--- BEGIN GIVEN DATA ---
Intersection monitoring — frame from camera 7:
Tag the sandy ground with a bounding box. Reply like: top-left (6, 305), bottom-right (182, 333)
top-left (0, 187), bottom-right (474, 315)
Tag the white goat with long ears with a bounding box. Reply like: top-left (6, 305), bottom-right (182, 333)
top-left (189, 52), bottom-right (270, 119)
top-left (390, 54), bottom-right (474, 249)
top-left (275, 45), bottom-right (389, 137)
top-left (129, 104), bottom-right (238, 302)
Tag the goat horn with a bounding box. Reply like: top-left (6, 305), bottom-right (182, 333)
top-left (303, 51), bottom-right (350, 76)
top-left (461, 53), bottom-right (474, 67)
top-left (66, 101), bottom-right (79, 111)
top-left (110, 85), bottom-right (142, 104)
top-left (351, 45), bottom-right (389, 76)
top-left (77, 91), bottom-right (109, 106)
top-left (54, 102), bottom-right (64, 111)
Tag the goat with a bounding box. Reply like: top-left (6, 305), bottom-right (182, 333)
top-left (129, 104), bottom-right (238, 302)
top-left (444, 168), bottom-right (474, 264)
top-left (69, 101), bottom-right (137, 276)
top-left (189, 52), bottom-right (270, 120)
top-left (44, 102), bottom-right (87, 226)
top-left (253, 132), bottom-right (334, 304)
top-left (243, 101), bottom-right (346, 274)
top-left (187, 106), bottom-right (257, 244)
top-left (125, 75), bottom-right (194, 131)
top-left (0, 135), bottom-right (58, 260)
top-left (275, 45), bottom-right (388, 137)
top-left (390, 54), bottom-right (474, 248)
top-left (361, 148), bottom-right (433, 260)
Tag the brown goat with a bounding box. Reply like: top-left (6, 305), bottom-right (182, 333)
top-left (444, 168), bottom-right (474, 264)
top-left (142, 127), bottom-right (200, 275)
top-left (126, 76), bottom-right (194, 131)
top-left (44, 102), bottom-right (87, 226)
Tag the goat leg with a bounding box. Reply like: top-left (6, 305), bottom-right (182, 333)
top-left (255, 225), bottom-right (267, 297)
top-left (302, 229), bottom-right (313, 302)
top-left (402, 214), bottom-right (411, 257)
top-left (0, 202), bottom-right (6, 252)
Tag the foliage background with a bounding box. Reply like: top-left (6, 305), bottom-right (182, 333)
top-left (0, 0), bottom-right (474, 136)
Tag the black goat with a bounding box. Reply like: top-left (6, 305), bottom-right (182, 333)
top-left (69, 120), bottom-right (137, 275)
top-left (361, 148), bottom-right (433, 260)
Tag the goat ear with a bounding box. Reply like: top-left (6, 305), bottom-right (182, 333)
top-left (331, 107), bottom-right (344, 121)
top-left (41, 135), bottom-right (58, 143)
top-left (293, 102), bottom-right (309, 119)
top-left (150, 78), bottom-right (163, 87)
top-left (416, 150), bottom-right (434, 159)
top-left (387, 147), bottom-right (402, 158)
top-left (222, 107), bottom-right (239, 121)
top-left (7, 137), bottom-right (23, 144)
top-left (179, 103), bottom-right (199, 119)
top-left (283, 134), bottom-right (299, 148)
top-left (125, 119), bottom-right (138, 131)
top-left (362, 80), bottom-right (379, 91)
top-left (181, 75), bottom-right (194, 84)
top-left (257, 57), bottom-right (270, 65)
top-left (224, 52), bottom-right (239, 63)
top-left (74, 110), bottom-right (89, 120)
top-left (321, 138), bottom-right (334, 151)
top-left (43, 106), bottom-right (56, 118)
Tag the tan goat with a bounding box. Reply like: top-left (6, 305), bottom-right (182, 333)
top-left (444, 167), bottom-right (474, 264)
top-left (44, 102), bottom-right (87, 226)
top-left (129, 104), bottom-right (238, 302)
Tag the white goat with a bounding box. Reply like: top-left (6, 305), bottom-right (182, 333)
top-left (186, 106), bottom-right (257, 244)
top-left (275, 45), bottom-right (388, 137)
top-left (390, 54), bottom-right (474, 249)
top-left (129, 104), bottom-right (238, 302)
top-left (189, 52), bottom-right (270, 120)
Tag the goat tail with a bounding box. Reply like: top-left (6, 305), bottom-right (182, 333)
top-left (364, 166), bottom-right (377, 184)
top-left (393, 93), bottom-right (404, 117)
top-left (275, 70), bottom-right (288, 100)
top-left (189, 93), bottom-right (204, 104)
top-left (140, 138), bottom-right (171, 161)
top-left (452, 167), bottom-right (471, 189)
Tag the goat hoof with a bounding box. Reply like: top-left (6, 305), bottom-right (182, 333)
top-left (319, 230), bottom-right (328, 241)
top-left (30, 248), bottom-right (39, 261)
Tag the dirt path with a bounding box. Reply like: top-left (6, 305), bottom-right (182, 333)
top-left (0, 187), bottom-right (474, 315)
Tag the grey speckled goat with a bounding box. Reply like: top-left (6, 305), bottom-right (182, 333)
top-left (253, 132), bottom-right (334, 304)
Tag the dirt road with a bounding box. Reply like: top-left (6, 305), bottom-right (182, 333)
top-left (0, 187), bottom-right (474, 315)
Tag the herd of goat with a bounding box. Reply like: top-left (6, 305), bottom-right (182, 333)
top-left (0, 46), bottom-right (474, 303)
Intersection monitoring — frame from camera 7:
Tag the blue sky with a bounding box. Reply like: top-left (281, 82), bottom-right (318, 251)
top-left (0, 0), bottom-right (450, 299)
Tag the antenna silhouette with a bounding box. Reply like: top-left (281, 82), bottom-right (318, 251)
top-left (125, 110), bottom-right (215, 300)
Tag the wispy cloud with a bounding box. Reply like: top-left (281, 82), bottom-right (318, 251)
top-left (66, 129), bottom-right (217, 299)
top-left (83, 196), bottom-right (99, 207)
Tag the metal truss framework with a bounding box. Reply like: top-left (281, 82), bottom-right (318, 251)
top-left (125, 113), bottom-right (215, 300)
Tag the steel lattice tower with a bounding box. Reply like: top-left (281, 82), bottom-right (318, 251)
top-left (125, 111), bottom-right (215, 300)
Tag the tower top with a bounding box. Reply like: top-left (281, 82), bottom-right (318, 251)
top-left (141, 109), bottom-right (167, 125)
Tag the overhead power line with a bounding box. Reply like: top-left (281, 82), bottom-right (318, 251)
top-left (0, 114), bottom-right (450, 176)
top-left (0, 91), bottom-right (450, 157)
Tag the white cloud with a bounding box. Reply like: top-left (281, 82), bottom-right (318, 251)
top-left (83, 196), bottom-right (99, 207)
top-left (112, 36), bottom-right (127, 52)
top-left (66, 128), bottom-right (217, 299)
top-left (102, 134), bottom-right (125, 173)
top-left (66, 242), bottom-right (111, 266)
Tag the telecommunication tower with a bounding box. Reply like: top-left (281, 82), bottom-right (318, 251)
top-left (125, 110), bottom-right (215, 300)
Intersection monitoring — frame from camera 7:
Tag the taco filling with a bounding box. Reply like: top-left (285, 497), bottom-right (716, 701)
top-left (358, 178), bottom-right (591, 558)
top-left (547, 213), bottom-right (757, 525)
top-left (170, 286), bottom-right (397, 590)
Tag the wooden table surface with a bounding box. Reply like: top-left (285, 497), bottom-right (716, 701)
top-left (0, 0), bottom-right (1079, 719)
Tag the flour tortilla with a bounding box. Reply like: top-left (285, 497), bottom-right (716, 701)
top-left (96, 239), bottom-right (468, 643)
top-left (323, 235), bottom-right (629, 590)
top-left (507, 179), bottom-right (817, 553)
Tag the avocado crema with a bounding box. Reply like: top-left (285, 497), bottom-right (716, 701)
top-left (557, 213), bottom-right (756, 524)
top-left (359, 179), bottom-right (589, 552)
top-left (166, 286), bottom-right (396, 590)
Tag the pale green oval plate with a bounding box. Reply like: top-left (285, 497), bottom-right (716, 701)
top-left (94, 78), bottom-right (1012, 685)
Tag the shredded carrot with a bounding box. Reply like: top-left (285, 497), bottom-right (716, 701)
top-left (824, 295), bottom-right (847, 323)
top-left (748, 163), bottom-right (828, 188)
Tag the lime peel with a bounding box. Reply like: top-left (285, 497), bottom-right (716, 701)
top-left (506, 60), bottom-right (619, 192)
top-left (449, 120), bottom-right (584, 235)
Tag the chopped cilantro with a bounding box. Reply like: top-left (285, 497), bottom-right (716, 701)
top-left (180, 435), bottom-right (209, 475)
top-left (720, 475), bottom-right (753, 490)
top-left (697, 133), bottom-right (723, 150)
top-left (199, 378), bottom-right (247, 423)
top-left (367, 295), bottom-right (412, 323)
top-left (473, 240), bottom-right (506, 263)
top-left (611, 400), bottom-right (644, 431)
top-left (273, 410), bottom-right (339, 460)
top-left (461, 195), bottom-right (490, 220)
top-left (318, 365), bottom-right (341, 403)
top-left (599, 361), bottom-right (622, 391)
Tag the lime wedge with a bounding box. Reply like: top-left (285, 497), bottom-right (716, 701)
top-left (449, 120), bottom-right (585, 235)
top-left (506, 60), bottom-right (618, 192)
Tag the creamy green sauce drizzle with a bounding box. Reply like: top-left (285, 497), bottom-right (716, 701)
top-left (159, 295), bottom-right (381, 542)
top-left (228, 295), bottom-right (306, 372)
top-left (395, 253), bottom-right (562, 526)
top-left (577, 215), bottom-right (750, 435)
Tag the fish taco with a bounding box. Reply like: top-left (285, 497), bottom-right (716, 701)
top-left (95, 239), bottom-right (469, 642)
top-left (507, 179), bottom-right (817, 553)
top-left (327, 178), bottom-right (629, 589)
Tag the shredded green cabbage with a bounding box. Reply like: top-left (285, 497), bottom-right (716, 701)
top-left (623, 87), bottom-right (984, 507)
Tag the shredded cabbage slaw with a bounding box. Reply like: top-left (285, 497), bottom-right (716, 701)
--- END GIVEN DATA ---
_EXERCISE GOAL_
Lay out the data that opens with the line containing "Tag the creamy" and closes at the end of the data as a JSON list of strings, one string per line and no blank lines.

_FINISHED ANSWER_
[
  "Tag the creamy green sauce drizzle with a bounding box. Reply like: top-left (285, 497), bottom-right (716, 701)",
  "top-left (159, 295), bottom-right (381, 542)",
  "top-left (228, 295), bottom-right (306, 372)",
  "top-left (395, 253), bottom-right (562, 526)",
  "top-left (577, 215), bottom-right (750, 435)",
  "Tag the fish taco with a bounding box. Reply like: top-left (285, 497), bottom-right (716, 701)",
  "top-left (95, 239), bottom-right (469, 642)",
  "top-left (507, 179), bottom-right (817, 553)",
  "top-left (327, 178), bottom-right (629, 589)",
  "Tag the shredded green cabbage with a bounding box. Reply like: top-left (285, 497), bottom-right (716, 701)",
  "top-left (623, 87), bottom-right (984, 507)",
  "Tag the shredded cabbage slaw with a bounding box. Reply like: top-left (285, 497), bottom-right (716, 701)"
]